Hi, good morning. Thanks. Just wanted to follow-up on the question on this productivity gains. Could you just give us some color on what initiatives you might be able to pursue or timing? And more specifically, you've obviously been pretty successful with cost saves in the past.

I think that's probably one of the reasons why your earnings level has been rather elevated. Just wondering how much the low hanging fruit may already be exhausted and so you're

Speaker 10

going to just have to dig in

Speaker 13

a little harder and it's not going to be as easy to find some of these gains?

Speaker 3

Well, I think when we look at our comparison that Harbor or I guess if Oliver Wyman now does from a productivity, we still have opportunities to improve. And it's not just on minutes per hour of the and the way we design a job. It's much broader than that. And I think we have a lot of opportunities to still tap into as we really optimize our complexity and we leverage reuse. And so those are things that I'm very pleased that the organization has taken to a new level this year and that will play out over multiple years because a lot of it is if you design the vehicle for a design for manufacturability, doing that now will play out in years when we actually launch the vehicle, be it 2, 3, 4 years from now.

And don't underestimate the work that we've been doing on built in and quality level 4 because for the plants that are already there, we definitely see just the fact that more vehicles are built in station means they spend no time in repair and that's savings as well. So I believe, although I'm very proud of the manufacturing team of what they've already accomplished and working across with the engineering organization, I think there's still much more to tap into and that's what we do.

Speaker 13

Great. And then just as a second question, one that's more existential and sort of touching on one of the prior questions. Obviously, one of your publicly stated goals is a 0 emissions future, and that probably requires a smaller footprint than what you have in place today. So first of all, does A, does this current agreement have any limitations on specifying limitations on what you can build for EVs? And then just more broadly with your 0 emissions future goal, how aligned is your labor partner with you on this goal?

Material provided —
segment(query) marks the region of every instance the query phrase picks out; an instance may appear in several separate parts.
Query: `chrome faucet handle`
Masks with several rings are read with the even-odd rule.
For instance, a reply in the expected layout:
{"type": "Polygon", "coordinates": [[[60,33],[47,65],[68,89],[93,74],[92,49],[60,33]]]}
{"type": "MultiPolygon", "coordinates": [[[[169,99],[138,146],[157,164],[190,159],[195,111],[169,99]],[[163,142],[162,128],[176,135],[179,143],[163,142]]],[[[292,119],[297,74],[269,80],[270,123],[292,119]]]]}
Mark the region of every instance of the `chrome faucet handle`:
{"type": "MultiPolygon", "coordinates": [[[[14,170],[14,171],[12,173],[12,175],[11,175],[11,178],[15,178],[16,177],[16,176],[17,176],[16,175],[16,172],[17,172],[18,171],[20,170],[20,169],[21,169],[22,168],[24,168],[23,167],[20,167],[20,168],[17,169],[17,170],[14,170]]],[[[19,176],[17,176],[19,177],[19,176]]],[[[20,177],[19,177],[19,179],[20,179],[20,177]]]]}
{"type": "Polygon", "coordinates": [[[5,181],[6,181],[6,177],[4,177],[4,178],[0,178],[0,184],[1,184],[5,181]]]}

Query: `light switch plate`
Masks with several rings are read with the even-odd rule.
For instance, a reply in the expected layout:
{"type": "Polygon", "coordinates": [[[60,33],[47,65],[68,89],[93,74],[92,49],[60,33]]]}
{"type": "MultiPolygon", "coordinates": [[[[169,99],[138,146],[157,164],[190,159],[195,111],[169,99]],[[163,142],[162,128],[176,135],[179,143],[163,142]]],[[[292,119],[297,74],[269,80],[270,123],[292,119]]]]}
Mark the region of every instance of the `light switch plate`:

Goals —
1. What publicly stated goal does the questioner in the earnings call excerpt mention?
2. Retype the earnings call excerpt starting with "going to just" and going on through "years from now.".
3. Write what comes next in the earnings call excerpt, picking up after its last sentence.

Answer set —
1. A 0 emissions future.

2.
going to just have to dig in

Speaker 13

a little harder and it's not going to be as easy to find some of these gains?

Speaker 3

Well, I think when we look at our comparison that Harbor or I guess if Oliver Wyman now does from a productivity, we still have opportunities to improve. And it's not just on minutes per hour of the and the way we design a job. It's much broader than that. And I think we have a lot of opportunities to still tap into as we really optimize our complexity and we leverage reuse. And so those are things that I'm very pleased that the organization has taken to a new level this year and that will play out over multiple years because a lot of it is if you design the vehicle for a design for manufacturability, doing that now will play out in years when we actually launch the vehicle, be it 2, 3, 4 years from now.

3.
Would they ever serve as partners with you along this transition sort of similar to what we see in Europe and Germany to address in the future? Or is the answer simply, look, this is a 4 year agreement and once it expires, then we'll deal with the future as it

Speaker 3

comes? Well, I think in this 4 year agreement, we are dealing with the future. If you look at from an EV perspective, we already build the Chevrolet Bolt's EV in our Orion plant in Michigan. Very significant discussions that we had as it relates to the battery electric truck with our the UAW as it relates to what we're going to do at Detroit Hamtramck. So I think what we're trying to do is and first of all, there is no limitations.

I want to make that very, very clear. But we are committed to the United States and committed to manufacturing in the United States. We see a huge opportunity in electrification and that's why we're investing and I think in among the leaders in the EV space. I think we our technology roadmaps that we have for cell development are going to well position us and with the commitments we've made for the better our next generation or architecture, which we call the BEV III. So this was all part of the discussions and I think it signifies that what we're doing in Orion and what we'll be doing in Detroit Hamtramck.

Speaker 13

I guess more specifically you have other engine and transmission plants out there that presumably in an in an EV world are deemed unnecessary. Have there been any sort of discussions with the union in the future on how to deal with these plants could potentially be unnecessary?

Speaker 3

Yes. I think that's over a very long horizon. We still see even when you look at the multitude of projections by 2,030, is it 15%, is it 30% all EVs? That means the balance of the vehicles being sold in the country are internal combustion engine vehicles. We're well positioned because we've renewed all those architectures and we've invested in very efficient internal combustion engine technology that will continue to improve.

So I think this is going to play out over a number of years and there are components in the DRIVE unit from an EV perspective that need to be built somewhere. So I think we're looking to do the right thing from a company perspective to drive shareholder value to lead in EVs and do the right thing for our manufacturing footprint and for our employees.

Speaker 13

Great. Thank you.

Speaker 1

Your next question comes from the line of Emmanuel Rosner with Deutsche Bank.

Speaker 14

Good morning, everybody.

Speaker 2

Good

Speaker 3

morning. Good morning.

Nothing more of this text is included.